--- start of MATERIAL ---
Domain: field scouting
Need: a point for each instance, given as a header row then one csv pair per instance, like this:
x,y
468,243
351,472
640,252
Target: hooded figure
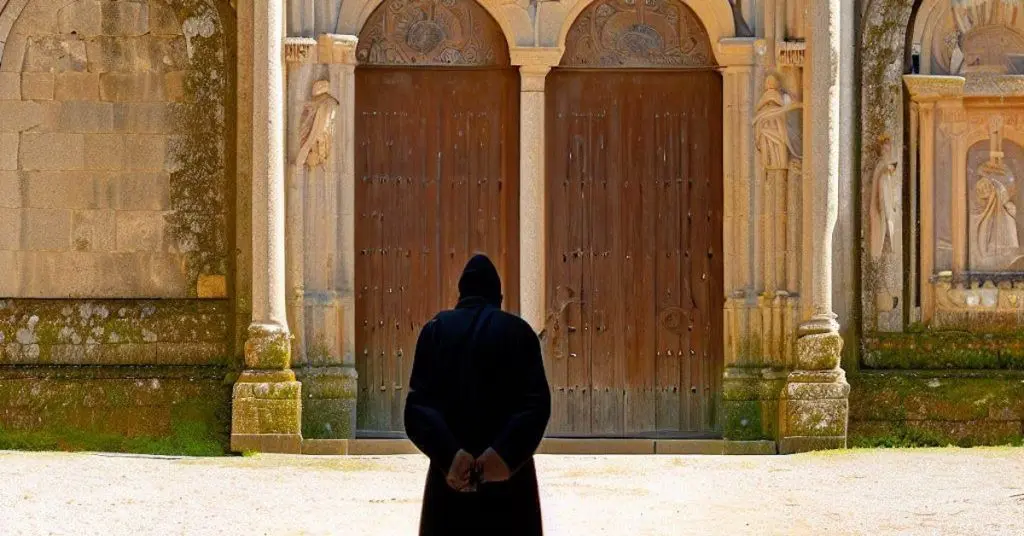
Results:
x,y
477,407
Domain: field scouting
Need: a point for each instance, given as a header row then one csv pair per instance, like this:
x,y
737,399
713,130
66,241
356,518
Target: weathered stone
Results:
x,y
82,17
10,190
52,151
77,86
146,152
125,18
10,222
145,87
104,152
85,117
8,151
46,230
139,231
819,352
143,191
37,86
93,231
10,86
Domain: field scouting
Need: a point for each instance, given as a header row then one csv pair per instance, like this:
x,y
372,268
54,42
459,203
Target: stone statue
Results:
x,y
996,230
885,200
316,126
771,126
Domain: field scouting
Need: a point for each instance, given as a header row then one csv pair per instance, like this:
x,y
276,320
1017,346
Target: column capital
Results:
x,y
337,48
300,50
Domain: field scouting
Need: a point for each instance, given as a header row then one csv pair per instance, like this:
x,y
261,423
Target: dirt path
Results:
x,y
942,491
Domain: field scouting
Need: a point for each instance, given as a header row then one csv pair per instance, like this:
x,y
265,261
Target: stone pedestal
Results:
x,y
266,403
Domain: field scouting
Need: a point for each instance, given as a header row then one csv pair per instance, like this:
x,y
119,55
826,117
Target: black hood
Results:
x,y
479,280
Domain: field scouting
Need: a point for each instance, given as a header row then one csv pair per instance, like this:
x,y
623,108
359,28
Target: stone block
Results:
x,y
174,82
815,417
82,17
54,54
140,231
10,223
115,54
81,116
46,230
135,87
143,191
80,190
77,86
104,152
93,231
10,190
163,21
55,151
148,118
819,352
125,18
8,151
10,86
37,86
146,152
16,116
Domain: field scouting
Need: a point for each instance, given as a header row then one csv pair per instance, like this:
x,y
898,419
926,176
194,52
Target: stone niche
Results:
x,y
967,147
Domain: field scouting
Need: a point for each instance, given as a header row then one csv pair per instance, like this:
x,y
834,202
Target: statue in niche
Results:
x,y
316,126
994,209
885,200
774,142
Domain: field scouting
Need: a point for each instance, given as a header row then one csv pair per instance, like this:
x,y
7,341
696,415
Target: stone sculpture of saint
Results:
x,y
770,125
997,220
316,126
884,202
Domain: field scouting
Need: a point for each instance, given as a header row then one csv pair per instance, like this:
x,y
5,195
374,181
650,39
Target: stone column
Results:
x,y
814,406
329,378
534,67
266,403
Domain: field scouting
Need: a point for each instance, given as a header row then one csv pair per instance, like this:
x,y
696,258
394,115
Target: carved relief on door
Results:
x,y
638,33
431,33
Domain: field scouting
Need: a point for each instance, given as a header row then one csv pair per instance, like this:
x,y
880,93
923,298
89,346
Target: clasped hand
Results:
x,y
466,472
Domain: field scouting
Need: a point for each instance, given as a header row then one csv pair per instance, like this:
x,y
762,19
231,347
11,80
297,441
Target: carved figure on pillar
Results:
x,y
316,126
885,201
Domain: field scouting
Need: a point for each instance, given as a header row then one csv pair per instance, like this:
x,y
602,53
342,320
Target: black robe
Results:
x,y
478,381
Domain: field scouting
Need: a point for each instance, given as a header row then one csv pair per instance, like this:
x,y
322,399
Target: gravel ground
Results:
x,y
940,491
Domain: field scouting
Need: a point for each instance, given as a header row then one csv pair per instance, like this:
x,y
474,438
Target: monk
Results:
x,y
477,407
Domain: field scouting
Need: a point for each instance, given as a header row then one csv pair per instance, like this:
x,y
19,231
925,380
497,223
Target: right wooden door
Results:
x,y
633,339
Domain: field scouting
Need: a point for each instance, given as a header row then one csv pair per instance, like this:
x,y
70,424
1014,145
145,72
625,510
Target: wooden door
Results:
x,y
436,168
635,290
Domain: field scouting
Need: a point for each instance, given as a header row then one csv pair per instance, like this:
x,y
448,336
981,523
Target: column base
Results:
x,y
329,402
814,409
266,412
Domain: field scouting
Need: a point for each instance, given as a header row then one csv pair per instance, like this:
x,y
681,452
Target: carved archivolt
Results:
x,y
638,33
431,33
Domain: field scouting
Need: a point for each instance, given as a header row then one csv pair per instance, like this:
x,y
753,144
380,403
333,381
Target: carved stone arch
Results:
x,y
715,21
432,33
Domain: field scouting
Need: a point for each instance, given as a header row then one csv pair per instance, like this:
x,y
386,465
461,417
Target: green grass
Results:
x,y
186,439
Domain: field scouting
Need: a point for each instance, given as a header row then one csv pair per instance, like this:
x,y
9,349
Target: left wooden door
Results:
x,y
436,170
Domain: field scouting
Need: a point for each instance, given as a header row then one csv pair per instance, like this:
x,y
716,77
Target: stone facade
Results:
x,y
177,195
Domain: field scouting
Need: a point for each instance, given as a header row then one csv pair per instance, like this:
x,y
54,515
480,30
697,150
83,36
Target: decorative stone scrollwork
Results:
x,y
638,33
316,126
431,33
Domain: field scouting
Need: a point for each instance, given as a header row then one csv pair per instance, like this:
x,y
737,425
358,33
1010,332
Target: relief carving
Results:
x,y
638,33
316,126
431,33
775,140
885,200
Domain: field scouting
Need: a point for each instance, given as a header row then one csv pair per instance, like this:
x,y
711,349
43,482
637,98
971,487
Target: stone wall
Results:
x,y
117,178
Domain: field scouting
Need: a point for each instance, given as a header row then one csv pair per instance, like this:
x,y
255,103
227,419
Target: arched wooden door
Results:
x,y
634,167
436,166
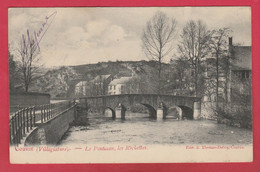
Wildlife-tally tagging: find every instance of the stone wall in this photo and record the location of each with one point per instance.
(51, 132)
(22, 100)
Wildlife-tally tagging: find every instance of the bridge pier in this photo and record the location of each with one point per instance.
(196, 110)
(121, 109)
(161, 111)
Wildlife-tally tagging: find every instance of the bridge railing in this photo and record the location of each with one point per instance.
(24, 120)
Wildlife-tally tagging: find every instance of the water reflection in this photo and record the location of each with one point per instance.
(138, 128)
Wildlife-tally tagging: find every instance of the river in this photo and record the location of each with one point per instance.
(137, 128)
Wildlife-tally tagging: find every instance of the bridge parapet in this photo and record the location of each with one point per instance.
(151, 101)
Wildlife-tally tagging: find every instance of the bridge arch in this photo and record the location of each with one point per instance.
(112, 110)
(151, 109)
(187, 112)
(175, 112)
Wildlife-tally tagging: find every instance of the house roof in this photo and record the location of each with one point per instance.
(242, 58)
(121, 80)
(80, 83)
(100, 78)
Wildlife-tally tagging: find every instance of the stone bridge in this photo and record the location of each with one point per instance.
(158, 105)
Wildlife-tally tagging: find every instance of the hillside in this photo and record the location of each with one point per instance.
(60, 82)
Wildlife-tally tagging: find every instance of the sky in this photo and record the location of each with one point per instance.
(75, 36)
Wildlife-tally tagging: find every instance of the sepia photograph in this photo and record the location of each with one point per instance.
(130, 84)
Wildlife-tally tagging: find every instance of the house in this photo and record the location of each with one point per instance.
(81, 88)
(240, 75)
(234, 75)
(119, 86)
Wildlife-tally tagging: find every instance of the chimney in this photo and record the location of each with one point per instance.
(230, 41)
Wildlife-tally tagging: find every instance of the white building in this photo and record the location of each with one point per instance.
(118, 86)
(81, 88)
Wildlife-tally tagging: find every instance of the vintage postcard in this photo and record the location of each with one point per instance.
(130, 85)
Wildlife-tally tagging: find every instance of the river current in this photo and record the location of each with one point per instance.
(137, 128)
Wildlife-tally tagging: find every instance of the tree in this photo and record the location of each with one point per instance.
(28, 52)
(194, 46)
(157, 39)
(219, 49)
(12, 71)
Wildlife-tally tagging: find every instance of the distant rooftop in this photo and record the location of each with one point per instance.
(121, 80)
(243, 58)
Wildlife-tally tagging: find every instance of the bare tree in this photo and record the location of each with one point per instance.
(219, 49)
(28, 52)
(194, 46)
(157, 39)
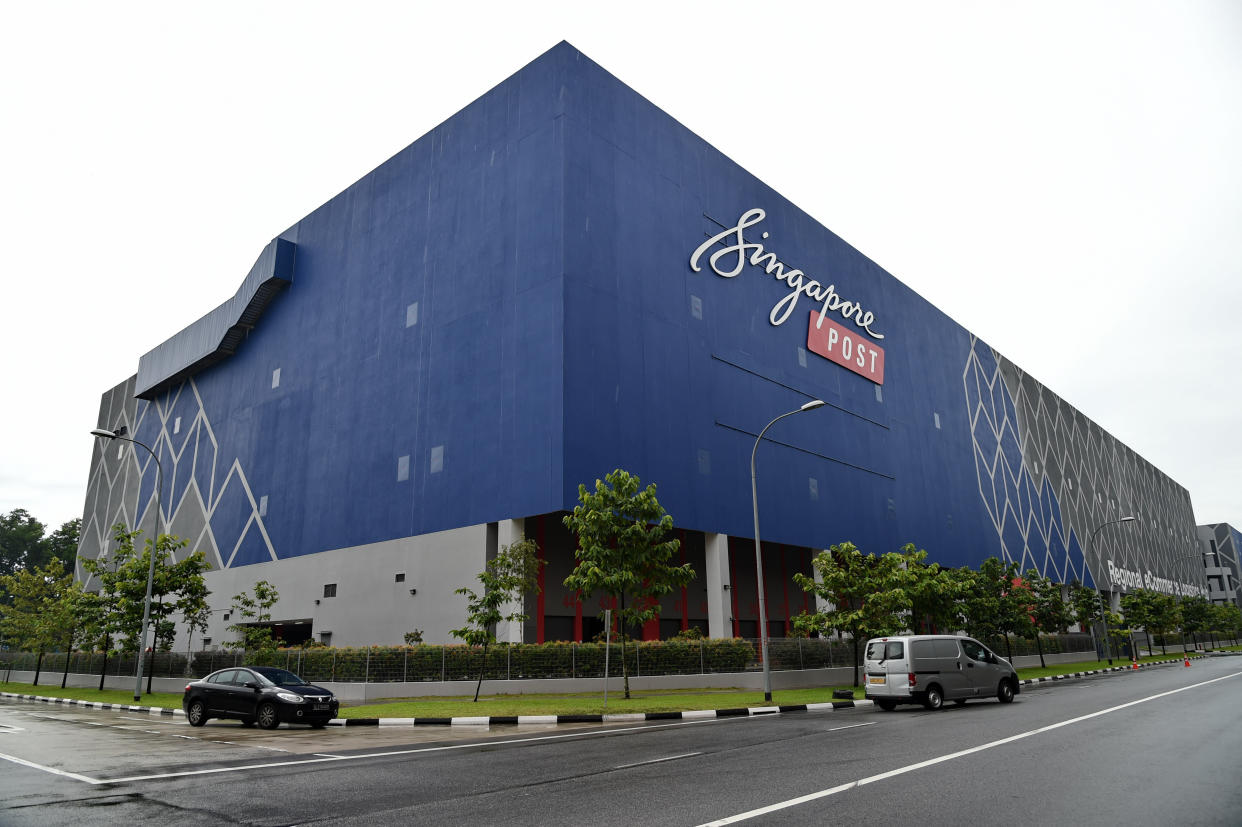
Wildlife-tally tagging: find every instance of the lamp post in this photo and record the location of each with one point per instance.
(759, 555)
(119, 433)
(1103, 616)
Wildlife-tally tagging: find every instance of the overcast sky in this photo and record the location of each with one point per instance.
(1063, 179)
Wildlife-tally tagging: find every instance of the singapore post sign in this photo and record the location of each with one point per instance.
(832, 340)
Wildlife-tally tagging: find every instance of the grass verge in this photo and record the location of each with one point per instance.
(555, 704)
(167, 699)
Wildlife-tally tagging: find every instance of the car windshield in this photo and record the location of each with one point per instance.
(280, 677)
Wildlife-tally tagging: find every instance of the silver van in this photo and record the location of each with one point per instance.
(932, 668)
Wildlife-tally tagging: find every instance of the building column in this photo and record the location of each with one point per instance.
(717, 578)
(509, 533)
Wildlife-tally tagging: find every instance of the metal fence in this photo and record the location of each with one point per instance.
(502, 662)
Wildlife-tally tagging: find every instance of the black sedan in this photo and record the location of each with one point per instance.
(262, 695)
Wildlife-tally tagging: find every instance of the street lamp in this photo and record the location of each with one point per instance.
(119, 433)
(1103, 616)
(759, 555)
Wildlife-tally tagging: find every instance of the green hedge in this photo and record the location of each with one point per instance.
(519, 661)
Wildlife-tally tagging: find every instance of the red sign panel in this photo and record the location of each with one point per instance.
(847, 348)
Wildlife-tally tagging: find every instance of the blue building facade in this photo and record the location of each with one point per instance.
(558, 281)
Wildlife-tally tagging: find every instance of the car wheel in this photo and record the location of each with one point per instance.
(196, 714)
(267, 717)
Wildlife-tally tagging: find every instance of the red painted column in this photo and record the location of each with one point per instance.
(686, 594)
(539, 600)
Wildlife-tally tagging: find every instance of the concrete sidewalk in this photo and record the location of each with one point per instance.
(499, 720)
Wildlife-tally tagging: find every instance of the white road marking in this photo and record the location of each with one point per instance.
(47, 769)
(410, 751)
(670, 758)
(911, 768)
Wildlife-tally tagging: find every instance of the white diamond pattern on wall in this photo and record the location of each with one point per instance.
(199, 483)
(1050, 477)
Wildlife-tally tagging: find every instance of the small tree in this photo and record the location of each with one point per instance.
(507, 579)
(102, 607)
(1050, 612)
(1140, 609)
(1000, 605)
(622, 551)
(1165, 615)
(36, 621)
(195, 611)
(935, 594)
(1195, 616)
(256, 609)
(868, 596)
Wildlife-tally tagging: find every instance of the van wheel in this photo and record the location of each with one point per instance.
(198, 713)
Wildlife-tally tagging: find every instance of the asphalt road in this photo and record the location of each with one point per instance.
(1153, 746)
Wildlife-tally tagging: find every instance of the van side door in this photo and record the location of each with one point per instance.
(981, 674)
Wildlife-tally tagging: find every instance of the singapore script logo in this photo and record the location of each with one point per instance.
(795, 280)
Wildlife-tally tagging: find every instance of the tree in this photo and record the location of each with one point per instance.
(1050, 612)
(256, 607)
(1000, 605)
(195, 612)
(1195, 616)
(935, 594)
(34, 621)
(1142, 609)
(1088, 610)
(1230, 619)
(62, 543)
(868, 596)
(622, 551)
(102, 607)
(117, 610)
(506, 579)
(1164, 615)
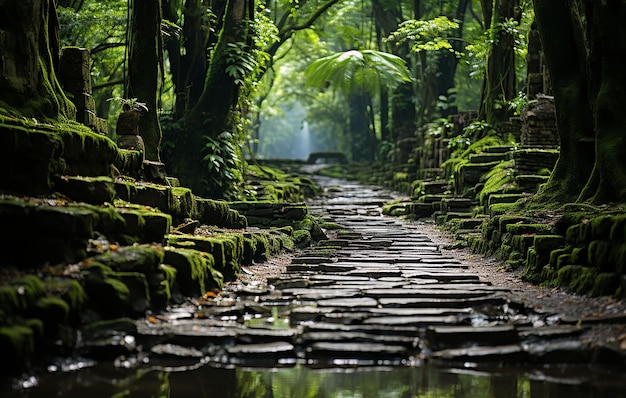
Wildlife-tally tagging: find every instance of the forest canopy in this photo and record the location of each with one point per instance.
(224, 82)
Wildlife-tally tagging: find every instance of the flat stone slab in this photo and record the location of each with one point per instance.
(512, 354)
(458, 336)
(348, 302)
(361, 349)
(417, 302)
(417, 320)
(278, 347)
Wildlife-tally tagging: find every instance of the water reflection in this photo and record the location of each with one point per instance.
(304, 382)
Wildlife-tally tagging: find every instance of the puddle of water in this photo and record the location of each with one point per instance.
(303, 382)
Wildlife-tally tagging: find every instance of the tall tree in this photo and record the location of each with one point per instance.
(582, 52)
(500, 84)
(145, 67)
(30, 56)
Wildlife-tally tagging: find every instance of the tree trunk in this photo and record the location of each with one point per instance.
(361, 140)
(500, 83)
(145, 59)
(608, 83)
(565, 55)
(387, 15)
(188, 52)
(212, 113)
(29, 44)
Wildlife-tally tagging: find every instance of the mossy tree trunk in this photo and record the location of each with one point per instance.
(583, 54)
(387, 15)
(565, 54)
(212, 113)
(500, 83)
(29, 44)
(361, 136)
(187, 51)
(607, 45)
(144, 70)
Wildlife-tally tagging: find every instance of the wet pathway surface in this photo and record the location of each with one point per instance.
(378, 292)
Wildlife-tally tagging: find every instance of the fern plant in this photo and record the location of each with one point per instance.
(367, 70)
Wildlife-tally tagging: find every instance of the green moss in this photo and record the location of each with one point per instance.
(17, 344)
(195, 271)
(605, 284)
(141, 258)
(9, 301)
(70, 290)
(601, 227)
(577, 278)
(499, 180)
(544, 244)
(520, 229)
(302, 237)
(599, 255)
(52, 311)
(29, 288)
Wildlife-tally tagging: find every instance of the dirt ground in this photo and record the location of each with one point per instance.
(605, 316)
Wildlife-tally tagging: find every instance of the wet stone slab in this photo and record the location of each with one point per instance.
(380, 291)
--- end of MATERIAL ---
▶ **WORK TO COMPLETE**
The lines to reproduce run from the one that contains "Wildlife-tally tagging: find every instance of the mossy" through the last line above; copy them exactly.

▶ **CORRECT ANSWER**
Wildlife-tally tagging: find every instance of the mossy tree trunk in this photo and record the location of each with one point per instance.
(583, 54)
(387, 15)
(565, 54)
(212, 113)
(500, 83)
(29, 44)
(361, 136)
(187, 51)
(607, 45)
(144, 70)
Wildlife-tally tagging: find every instance of the wet pathway surface in this photo and record the location of each with one point per instance.
(378, 292)
Wildlife-tally tagging: find every instance of the fern plant in this photo and record the location of each with one point per instance.
(367, 70)
Wildlife-tally tagging: find every instance of the green moss in this photo and record the location of each with one point per instance.
(17, 344)
(195, 271)
(605, 284)
(141, 258)
(9, 301)
(70, 290)
(601, 227)
(577, 278)
(499, 180)
(544, 244)
(520, 229)
(302, 237)
(599, 255)
(52, 311)
(29, 288)
Wildlife-tally tagging: find every instance of the dirt ground in this photo and record the location of each with one point per instance.
(605, 316)
Wildlife-tally tagging: find every instance of the wet stone slab in this photo and record the location of each with one point per instance.
(380, 291)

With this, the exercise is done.